Find each line in the records that contains the string "positive", matching case exactly, and copy those lines in full.

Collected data
⁂
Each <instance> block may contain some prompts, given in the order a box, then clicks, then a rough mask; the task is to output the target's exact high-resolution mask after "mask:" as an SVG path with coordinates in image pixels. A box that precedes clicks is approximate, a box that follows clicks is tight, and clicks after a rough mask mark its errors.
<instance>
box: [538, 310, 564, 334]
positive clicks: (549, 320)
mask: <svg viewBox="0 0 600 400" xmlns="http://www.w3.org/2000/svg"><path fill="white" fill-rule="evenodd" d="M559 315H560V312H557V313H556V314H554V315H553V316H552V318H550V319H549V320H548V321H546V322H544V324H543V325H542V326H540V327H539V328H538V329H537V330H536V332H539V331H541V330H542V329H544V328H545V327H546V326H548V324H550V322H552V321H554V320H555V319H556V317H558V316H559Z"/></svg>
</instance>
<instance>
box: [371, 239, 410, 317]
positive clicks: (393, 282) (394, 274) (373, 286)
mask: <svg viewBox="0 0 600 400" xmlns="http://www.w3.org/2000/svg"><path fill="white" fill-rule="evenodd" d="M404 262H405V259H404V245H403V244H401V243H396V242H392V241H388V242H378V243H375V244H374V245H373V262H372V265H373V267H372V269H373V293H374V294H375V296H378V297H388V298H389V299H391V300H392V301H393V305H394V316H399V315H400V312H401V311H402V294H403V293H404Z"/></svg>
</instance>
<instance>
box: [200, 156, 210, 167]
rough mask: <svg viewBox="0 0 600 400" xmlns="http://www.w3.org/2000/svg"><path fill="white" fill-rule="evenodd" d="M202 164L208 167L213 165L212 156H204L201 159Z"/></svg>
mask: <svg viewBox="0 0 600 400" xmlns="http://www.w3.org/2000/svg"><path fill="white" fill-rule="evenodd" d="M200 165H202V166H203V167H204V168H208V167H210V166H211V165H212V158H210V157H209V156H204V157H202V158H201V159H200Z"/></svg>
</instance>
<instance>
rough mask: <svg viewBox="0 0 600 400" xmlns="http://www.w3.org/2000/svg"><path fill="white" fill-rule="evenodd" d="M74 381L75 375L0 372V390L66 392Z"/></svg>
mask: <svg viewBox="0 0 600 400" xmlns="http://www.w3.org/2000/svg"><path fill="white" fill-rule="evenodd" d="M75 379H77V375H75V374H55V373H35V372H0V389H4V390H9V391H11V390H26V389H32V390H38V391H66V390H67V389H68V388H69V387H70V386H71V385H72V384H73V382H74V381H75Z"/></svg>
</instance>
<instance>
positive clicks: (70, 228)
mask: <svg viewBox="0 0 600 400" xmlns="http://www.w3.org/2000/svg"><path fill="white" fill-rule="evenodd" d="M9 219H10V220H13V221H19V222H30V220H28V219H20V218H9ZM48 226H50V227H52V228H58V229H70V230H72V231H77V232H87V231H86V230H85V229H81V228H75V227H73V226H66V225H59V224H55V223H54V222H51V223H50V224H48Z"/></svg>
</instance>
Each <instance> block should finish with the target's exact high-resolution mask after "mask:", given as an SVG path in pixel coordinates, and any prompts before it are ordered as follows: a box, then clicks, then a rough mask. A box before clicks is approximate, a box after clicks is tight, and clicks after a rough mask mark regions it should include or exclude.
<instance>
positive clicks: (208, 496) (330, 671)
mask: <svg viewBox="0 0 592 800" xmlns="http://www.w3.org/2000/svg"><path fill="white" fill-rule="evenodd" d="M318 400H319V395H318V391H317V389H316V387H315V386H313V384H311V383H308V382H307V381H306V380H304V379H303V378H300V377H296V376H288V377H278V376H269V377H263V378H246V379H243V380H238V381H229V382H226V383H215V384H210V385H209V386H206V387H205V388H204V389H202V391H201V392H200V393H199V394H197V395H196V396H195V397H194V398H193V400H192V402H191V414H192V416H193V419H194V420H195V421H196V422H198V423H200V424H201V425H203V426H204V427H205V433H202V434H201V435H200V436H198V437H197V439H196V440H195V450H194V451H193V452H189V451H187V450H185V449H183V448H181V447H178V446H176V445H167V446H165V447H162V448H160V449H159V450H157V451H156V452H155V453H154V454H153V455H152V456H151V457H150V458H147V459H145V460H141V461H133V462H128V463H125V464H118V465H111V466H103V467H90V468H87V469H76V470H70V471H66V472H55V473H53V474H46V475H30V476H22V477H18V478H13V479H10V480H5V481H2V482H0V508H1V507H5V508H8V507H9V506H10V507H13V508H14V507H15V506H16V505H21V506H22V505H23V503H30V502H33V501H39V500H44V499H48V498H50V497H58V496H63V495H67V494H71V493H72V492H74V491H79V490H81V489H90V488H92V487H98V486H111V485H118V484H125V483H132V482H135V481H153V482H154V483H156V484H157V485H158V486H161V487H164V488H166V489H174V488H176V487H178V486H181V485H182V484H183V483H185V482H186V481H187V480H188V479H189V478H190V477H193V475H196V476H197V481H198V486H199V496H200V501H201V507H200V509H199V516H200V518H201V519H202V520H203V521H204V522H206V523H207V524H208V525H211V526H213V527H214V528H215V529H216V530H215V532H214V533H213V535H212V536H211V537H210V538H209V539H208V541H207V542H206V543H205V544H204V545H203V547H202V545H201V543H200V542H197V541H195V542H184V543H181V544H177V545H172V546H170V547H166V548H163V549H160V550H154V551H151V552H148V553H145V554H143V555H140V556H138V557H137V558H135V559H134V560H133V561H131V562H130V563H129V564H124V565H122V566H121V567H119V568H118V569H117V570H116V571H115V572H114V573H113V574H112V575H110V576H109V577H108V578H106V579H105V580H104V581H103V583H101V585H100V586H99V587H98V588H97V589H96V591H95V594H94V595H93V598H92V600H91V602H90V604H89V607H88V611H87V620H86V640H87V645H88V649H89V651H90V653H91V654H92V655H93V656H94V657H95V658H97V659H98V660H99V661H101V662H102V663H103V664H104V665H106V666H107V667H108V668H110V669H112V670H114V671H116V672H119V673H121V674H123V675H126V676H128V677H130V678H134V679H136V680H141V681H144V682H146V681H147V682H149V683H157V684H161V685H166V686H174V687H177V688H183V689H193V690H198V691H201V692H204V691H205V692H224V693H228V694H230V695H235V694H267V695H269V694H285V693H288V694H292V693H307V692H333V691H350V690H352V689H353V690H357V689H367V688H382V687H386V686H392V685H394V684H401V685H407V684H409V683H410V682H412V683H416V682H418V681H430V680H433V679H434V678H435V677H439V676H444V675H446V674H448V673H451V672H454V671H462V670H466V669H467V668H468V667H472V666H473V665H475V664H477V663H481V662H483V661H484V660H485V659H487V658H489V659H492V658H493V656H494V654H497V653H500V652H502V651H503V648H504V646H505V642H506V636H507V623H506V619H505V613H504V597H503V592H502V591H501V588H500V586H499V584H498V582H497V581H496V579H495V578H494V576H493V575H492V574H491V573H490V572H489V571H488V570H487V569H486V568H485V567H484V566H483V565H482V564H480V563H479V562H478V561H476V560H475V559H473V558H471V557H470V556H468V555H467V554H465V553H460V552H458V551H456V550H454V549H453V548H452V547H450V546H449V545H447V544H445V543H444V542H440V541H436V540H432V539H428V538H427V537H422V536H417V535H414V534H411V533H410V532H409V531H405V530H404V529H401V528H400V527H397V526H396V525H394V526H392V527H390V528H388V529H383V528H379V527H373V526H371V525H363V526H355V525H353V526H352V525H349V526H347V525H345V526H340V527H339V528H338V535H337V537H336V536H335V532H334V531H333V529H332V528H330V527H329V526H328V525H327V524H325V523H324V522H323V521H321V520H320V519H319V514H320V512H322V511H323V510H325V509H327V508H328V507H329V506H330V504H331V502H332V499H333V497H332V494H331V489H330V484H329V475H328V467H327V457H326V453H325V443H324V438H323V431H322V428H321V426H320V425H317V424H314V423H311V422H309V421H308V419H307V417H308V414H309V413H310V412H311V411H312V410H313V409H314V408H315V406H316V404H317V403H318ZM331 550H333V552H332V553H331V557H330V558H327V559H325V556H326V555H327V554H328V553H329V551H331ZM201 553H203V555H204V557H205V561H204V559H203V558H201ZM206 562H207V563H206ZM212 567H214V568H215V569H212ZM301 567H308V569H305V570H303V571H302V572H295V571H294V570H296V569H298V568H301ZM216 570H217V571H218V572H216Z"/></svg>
⁂
SOLUTION TO THIS EXERCISE:
positive clicks: (549, 320)
positive clicks: (393, 282) (394, 274) (373, 286)
positive clicks: (70, 228)
positive clicks: (208, 496) (330, 671)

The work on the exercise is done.